Try it: What lines below contain the word "table"? Please pull each one out.

++++ Supplied material

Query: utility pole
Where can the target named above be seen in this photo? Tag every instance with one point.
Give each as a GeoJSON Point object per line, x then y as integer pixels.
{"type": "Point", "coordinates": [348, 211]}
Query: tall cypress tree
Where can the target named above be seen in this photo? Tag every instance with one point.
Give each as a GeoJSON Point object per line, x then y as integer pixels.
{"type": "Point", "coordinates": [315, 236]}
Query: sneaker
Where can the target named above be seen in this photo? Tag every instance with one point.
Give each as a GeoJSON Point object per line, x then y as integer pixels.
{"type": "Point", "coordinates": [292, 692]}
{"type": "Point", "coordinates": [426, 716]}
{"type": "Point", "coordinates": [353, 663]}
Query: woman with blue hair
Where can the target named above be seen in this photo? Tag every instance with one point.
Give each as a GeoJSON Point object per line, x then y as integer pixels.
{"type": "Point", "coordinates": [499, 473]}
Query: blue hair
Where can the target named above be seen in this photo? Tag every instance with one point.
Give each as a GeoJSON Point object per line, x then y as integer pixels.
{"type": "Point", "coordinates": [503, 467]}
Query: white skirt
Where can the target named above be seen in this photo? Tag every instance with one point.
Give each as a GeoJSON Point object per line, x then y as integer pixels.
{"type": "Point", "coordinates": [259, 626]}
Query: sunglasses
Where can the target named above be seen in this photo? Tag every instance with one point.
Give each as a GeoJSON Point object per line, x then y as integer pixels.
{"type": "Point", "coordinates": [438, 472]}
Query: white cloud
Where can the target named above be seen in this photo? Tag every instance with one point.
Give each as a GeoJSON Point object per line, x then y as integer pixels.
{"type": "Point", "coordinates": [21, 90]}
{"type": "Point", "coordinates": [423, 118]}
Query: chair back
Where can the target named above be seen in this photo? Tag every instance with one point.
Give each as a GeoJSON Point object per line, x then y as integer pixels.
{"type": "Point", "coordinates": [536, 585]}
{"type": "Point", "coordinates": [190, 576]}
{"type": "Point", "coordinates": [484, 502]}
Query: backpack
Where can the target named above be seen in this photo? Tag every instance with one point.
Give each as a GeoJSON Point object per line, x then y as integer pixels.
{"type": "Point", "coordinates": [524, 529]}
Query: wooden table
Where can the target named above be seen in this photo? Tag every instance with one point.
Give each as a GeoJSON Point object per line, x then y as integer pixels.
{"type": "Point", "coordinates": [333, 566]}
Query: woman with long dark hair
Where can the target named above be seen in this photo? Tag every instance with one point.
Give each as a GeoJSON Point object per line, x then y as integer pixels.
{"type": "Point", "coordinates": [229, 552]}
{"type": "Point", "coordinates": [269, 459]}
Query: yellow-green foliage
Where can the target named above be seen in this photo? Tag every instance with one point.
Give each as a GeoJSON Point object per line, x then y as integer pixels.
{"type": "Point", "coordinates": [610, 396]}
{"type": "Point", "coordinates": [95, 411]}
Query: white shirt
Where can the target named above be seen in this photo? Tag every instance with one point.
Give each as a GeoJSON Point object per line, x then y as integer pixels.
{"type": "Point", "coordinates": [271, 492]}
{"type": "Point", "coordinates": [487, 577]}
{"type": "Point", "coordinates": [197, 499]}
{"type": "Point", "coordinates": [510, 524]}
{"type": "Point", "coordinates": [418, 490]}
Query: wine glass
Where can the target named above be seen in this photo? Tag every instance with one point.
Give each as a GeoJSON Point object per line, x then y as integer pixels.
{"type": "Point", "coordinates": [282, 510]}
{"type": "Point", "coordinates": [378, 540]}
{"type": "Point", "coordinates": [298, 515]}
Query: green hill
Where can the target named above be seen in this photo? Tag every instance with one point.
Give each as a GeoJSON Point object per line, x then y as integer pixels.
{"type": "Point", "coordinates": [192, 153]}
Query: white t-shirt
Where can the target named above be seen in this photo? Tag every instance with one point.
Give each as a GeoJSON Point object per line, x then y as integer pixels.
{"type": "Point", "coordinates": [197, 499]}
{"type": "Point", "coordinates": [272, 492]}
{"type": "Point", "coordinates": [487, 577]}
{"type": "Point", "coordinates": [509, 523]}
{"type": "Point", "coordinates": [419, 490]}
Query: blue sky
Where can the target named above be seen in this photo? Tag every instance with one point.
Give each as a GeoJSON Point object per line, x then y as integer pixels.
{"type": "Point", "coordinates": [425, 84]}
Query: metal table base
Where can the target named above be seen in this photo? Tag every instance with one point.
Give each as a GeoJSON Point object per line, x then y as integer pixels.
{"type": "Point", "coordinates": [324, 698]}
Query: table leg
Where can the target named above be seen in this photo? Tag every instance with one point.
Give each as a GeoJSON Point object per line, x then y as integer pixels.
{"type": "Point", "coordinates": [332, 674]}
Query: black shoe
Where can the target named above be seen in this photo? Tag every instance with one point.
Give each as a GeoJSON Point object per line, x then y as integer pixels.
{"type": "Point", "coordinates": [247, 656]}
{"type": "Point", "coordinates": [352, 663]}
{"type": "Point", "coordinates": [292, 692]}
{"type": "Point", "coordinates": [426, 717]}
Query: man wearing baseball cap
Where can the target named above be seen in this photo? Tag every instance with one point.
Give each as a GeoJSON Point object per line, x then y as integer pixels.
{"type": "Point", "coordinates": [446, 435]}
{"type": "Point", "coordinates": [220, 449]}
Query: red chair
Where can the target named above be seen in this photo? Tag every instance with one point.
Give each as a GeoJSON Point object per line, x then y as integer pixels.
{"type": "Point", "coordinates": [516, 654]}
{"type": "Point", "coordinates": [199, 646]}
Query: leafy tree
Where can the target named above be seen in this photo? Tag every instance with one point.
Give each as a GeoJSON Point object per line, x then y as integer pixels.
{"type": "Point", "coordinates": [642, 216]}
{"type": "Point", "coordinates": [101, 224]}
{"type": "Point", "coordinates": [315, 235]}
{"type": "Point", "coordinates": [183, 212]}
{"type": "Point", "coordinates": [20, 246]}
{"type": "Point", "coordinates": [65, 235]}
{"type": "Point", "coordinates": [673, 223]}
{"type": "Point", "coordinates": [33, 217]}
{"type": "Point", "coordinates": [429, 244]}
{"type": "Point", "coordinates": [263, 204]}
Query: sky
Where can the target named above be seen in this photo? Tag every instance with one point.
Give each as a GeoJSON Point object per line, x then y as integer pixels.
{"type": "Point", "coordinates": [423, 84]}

++++++++

Task response:
Query: wooden table
Query: metal table base
Query: table leg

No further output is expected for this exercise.